>>

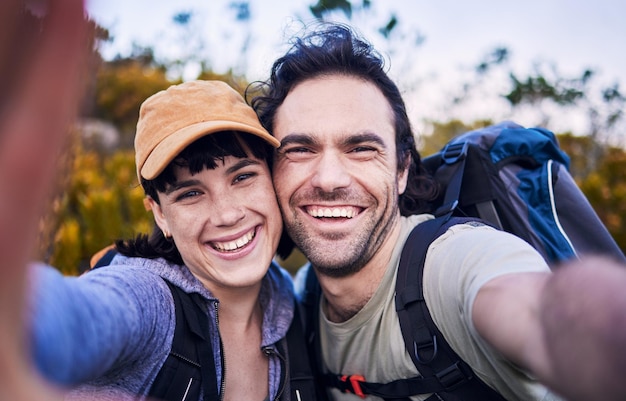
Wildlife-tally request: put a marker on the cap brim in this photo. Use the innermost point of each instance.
(171, 146)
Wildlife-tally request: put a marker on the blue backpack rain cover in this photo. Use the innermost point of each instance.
(518, 180)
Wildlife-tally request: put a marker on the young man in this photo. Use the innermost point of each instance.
(351, 187)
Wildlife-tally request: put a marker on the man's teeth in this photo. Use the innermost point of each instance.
(236, 244)
(332, 212)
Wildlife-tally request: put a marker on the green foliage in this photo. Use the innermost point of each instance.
(606, 190)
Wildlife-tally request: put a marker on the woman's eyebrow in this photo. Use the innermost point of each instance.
(242, 163)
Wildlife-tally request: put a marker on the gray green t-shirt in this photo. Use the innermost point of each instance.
(457, 265)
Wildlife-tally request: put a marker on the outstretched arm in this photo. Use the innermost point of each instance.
(567, 328)
(40, 67)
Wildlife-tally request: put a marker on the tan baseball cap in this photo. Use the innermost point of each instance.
(172, 119)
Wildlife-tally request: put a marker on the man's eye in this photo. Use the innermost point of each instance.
(360, 149)
(187, 195)
(296, 150)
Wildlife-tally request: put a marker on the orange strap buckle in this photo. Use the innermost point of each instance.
(354, 383)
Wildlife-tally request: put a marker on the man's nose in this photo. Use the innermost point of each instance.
(331, 173)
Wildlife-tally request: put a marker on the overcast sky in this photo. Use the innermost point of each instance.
(572, 34)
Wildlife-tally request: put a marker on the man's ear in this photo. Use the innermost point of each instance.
(403, 174)
(159, 217)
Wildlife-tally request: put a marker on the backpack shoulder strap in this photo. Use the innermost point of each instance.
(301, 377)
(430, 352)
(183, 376)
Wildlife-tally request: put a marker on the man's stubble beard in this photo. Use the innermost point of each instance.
(337, 263)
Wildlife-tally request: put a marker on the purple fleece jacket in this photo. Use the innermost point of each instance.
(106, 333)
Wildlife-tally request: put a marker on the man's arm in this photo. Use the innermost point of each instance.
(40, 87)
(567, 328)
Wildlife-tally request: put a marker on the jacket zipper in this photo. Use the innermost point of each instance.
(270, 351)
(222, 357)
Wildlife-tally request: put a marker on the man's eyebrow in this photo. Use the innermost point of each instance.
(363, 138)
(300, 139)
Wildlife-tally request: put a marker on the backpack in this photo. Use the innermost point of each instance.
(506, 176)
(183, 376)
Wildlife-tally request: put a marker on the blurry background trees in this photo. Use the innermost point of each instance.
(99, 199)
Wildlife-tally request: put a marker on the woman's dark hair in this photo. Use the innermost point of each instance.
(205, 153)
(335, 49)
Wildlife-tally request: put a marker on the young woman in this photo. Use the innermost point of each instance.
(201, 158)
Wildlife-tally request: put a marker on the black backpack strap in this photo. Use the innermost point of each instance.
(301, 377)
(189, 367)
(430, 352)
(309, 302)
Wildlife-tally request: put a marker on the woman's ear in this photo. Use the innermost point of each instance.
(159, 217)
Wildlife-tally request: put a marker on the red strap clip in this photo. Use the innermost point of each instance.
(354, 382)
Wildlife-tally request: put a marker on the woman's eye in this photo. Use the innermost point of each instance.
(243, 177)
(360, 149)
(299, 149)
(187, 195)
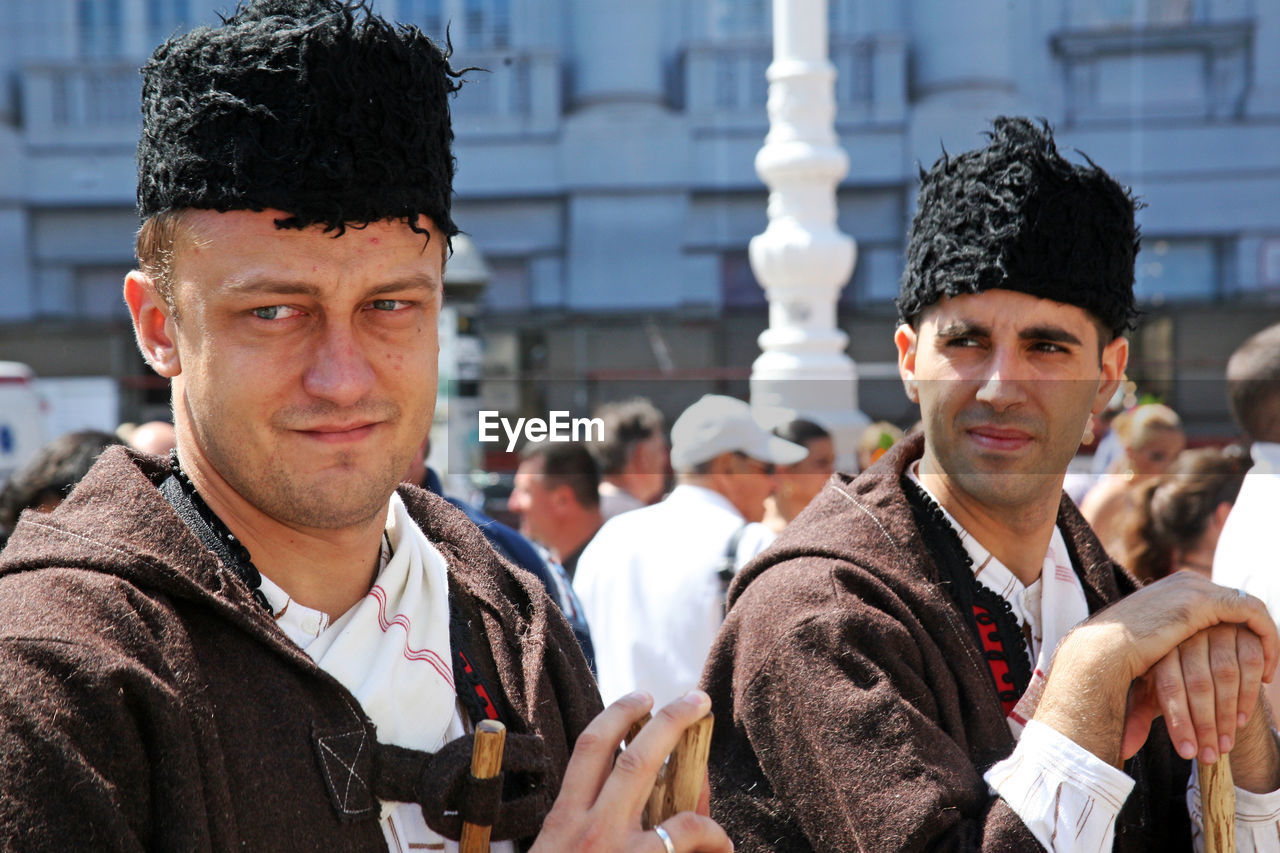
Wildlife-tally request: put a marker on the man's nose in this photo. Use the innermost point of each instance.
(339, 370)
(1002, 386)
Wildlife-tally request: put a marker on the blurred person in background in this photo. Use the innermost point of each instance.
(876, 441)
(49, 477)
(155, 437)
(511, 544)
(653, 580)
(634, 456)
(1151, 437)
(1178, 518)
(557, 498)
(1248, 551)
(798, 484)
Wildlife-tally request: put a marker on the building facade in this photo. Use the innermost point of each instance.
(606, 173)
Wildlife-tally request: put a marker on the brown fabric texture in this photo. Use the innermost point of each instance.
(854, 707)
(147, 702)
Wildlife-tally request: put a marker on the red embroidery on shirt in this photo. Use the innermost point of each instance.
(410, 653)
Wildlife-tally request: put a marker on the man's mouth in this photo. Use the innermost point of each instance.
(1000, 438)
(339, 433)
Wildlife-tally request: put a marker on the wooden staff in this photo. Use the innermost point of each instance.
(681, 781)
(1217, 806)
(485, 763)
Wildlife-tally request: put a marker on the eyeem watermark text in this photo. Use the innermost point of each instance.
(558, 427)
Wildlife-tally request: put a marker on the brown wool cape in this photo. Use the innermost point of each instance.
(854, 710)
(147, 702)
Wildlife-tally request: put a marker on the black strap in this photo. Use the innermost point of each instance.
(990, 617)
(728, 565)
(186, 509)
(480, 698)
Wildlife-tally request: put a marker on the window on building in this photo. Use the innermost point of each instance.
(740, 18)
(1176, 269)
(842, 18)
(739, 287)
(471, 24)
(1137, 13)
(165, 18)
(876, 277)
(100, 26)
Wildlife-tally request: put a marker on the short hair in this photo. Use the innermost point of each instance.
(626, 424)
(1171, 512)
(1016, 215)
(1253, 384)
(568, 464)
(51, 474)
(1137, 427)
(800, 432)
(316, 108)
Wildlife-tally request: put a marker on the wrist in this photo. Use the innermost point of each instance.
(1086, 697)
(1256, 756)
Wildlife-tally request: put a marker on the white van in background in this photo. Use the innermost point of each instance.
(22, 422)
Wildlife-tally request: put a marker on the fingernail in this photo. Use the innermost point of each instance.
(695, 698)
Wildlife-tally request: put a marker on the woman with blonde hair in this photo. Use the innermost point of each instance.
(1151, 437)
(1179, 516)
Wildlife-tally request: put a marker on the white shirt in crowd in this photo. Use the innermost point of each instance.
(1248, 550)
(1068, 797)
(392, 651)
(652, 594)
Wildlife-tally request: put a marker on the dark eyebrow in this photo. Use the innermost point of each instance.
(963, 328)
(1052, 333)
(286, 287)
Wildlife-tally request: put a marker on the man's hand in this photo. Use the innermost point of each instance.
(1206, 689)
(1087, 696)
(600, 802)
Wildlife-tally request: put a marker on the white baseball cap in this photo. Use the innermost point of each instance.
(717, 424)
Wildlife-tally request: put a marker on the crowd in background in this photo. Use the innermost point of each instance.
(1157, 506)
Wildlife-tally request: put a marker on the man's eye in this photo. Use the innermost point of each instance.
(274, 311)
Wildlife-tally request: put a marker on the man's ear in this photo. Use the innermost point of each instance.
(1114, 360)
(905, 338)
(152, 324)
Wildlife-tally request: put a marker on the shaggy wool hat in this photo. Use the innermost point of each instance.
(318, 108)
(1016, 215)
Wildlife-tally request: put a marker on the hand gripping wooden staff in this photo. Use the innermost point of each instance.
(680, 781)
(1217, 806)
(485, 763)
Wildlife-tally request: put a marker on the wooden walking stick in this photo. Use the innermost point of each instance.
(485, 763)
(680, 783)
(1217, 804)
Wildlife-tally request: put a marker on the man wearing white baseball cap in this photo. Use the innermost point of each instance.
(653, 580)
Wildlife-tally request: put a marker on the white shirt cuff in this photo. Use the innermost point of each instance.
(1256, 817)
(1068, 797)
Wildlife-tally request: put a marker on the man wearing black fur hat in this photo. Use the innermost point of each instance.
(882, 680)
(261, 643)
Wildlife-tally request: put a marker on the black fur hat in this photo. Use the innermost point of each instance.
(318, 108)
(1016, 215)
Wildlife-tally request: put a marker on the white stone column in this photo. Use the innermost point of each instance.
(803, 260)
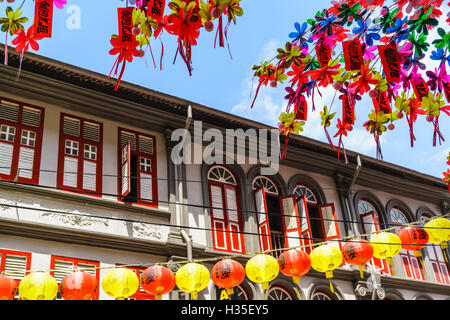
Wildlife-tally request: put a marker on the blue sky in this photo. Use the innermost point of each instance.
(224, 83)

<<

## Activity
The whole listing should be transcribed exactly, though its pictures must be left out.

## Reply
Wildlife-tally request: put a marker on the cap brim in this photo. Use the innermost point of each instance.
(171, 146)
Wildlife-tally request: put a marker on the blue backpack rain cover in this photo. Use the innermost point of each instance.
(518, 180)
Wildlife-tally request: put a marker on the young man in this photo. Use the innermost point of each instance.
(351, 187)
Wildlife-tally request: put a marker on the man's teeth in this photo. Use the innermost point of each instance.
(236, 244)
(332, 212)
Wildlife-tally request: put a marker on the green foliage in this photo. Use the innermost point of each instance.
(606, 190)
Wildlife-tally request: put a marker on the woman's eyebrow in this photo. Use the innermost point of each instance.
(242, 163)
Wildlife-tally request: put a marker on the gray green t-shirt in this photo. Use the innermost point of each instance.
(457, 265)
Wildlife-tally request: put a marker on the outstretched arm in this photo. Use the innermost point of each instance.
(567, 328)
(40, 67)
Wildlife-tally request: put a marker on the tan baseball cap in this photo. Use the innermost point of each instance.
(172, 119)
Wildlife-tally request: put a marker on the man's eye in this photo. Use the innermost point of each instance.
(360, 149)
(187, 195)
(296, 150)
Wildlife-tally request: put a marker on the orange strap buckle in this photo. Use the innermost point of each instance.
(354, 383)
Wildlife-tally request: put a marker on the man's nose in this photo. Use the innermost point of each instance.
(331, 173)
Wildlife-tally request: put a marker on the overcast sky in this photo. Use the innermost point of each instance.
(572, 34)
Wildlife-tally request: put a marker on the man's ear in this photo. Use the innermost point of each instance.
(403, 174)
(159, 217)
Wildlife-tally request: put a marker on the backpack shoulder strap in this photo. Use the innermost point of each instance.
(301, 377)
(430, 352)
(183, 376)
Wildlife-tally request: put a marker on the man's stubble beard in this photo. Use the innermost point of each instance.
(337, 263)
Wildlife-tally request: put a marker on the purple fleece jacket in this photo. Use the innermost point of each instance.
(106, 333)
Wildlife-tally request: put a marker on the man's arm in this photo. Use the innermost point of each instance.
(40, 87)
(567, 328)
Wildlife-tally request: put a marker on the jacket zipper in this photo. Use the innermost point of each instance.
(270, 351)
(222, 357)
Wildlife-tally request: put a marker on the man's eyebrow in this photo. Use the innermost point of each instance.
(363, 138)
(300, 139)
Wildlife-tally request: put a marker on the backpack in this photo. Use the innermost point of each instance.
(506, 176)
(183, 376)
Wildlife-tally request: put a marker on the blurry background trees in this photo. Use the innermost point of each instance.
(99, 199)
Wildlife-tally request: put a marker on the woman's dark hair in this photo. Use the innermost point of each instance.
(205, 153)
(335, 49)
Wildlife-tally request: put a marker on the young woman in this photo. Use the innermost point of each instance.
(201, 158)
Wildlife-tally request: put a marker on the black backpack strap in this photo. Use the innermost point of each instance.
(301, 377)
(189, 367)
(430, 352)
(309, 302)
Wildlife-tally request: put a marker on the woman's ear in this photo. Use the innermost point of each instance.
(159, 217)
Wildlife-tally request: put a marker on the red strap clip in this photo. Use the innermost point of each instance.
(354, 382)
Wildlife-tally request: put a marker on the woman's eye in this photo. Use the innermost point of each instance.
(243, 177)
(360, 149)
(299, 149)
(187, 195)
Wildlife-tally request: put a marker on the man's nose in this photo. Use the innermost point of each instance.
(339, 370)
(1002, 386)
Wildlife-tally request: put a marker on the blurred person in background in this photo. Use the innermost point of each instance.
(876, 441)
(49, 477)
(155, 437)
(511, 544)
(653, 580)
(634, 456)
(1151, 437)
(1178, 518)
(557, 498)
(1248, 551)
(798, 484)
Wildlife-tally request: put a marker on the building facade in this photo. Use the innermost point of each instance.
(606, 173)
Wildlife-tally request: put a marker on the brown fabric texture in this photo. Use the innermost point of each instance.
(854, 707)
(147, 702)
Wildlife-tally request: put a marker on the red embroidery on shirt in this photo. Use the innermost point of each instance.
(410, 653)
Wildlife-tally request: put a marker on the man's mouth in this photo. Use the innermost point of each instance.
(1000, 438)
(339, 433)
Wildlife-tally request: put a marker on the wooden staff in this photo. Use the innermost point of each instance.
(681, 781)
(1217, 806)
(485, 763)
Wildlife-tally request: put a marker on the eyeem watermark text in this photo. Use the innermost point of each instance.
(558, 427)
Wildlife-tally request: put a marker on the brown wool cape in this photo. Use the innermost point of each instance.
(854, 710)
(147, 702)
Wildlife-tally request: put a marker on the black strap in this photo. Use the innermost point of each instance.
(990, 617)
(728, 565)
(186, 509)
(480, 698)
Wildlife-tally request: put a marker on the window on building in this photo. Use the innermost point of each instance.
(740, 18)
(1176, 269)
(842, 18)
(739, 287)
(471, 24)
(1137, 13)
(165, 18)
(876, 277)
(100, 26)
Wildlife-tally request: put a marker on the short hair in this photo. Use the innermost point of each instance.
(626, 424)
(1171, 512)
(1016, 215)
(1253, 384)
(568, 464)
(51, 474)
(1137, 427)
(800, 432)
(316, 108)
Wildlife-tally request: put a marker on the wrist in this photo. Use the innermost point of each instance.
(1086, 697)
(1256, 756)
Wildlife-tally request: put a marker on the white van in background in this photo. Use the innermost point of each instance.
(22, 422)
Wildlife-tally request: put a marker on the fingernail in this photo. Use the innermost point of each instance.
(695, 698)
Wildlife-tally request: put a marker on the woman with blonde hair in this photo. Use the innermost point of each instance.
(1151, 437)
(1179, 516)
Wildlife-tally request: put a marker on the white shirt in crowd in this photo. Use the innermost point of each instance.
(1248, 550)
(1068, 797)
(392, 651)
(652, 594)
Wildlife-tally request: put a marker on the dark eyebrow in this photo. Use the innermost point of each instance.
(963, 328)
(1052, 333)
(286, 287)
Wildlife-tally request: put a marker on the man's hand in this photo. Use the innermost point of each instance.
(1206, 689)
(1087, 696)
(600, 802)
Wildlife-tally request: put a marker on the white baseball cap in this photo. Use the innermost point of each instance.
(717, 424)
Wildlife-tally request: put a marker on the crowd in background in this photo. Use the innermost point of each instance.
(1157, 506)
Wildlife-tally request: put a marker on the man's eye in this photo. Use the innermost point of each instance.
(274, 311)
Wildlife-tally request: put a marker on the man's ear in this photo. Use the innermost point of each instance.
(1114, 360)
(905, 338)
(152, 324)
Wildlife-tally request: put a marker on the shaggy wool hat in this photo. Use the innermost point of each instance.
(318, 108)
(1016, 215)
Wildlife-tally request: put a marker on the hand gripping wooden staff in this photo. Use the innermost point of each instance.
(680, 781)
(1217, 806)
(485, 763)
Wildlife-tally request: put a marker on the wooden walking stick in this photo. Use the innermost point of each instance.
(485, 763)
(680, 783)
(1217, 804)
Wildlife-tally request: put a marker on the man wearing white baseball cap in this photo. Use the innermost point of each instance.
(653, 580)
Wildlife-tally request: put a marker on the white shirt cuff in this photo. Use the innermost point of each instance.
(1256, 817)
(1068, 797)
Wildlife-tally request: put a marker on the man wearing black fur hat in this photo. Use the innermost point of each instance.
(882, 680)
(261, 643)
Wildlife-tally request: put a marker on the black fur hat in this photo. Use the innermost point of each instance.
(318, 108)
(1016, 215)
Wildlife-tally request: put a marker on the white stone column in this photo. Use the innermost point of each instance.
(803, 260)
Wildlife-tally request: put a marker on the blue sky in this photo. Use the innermost point of each instance.
(224, 83)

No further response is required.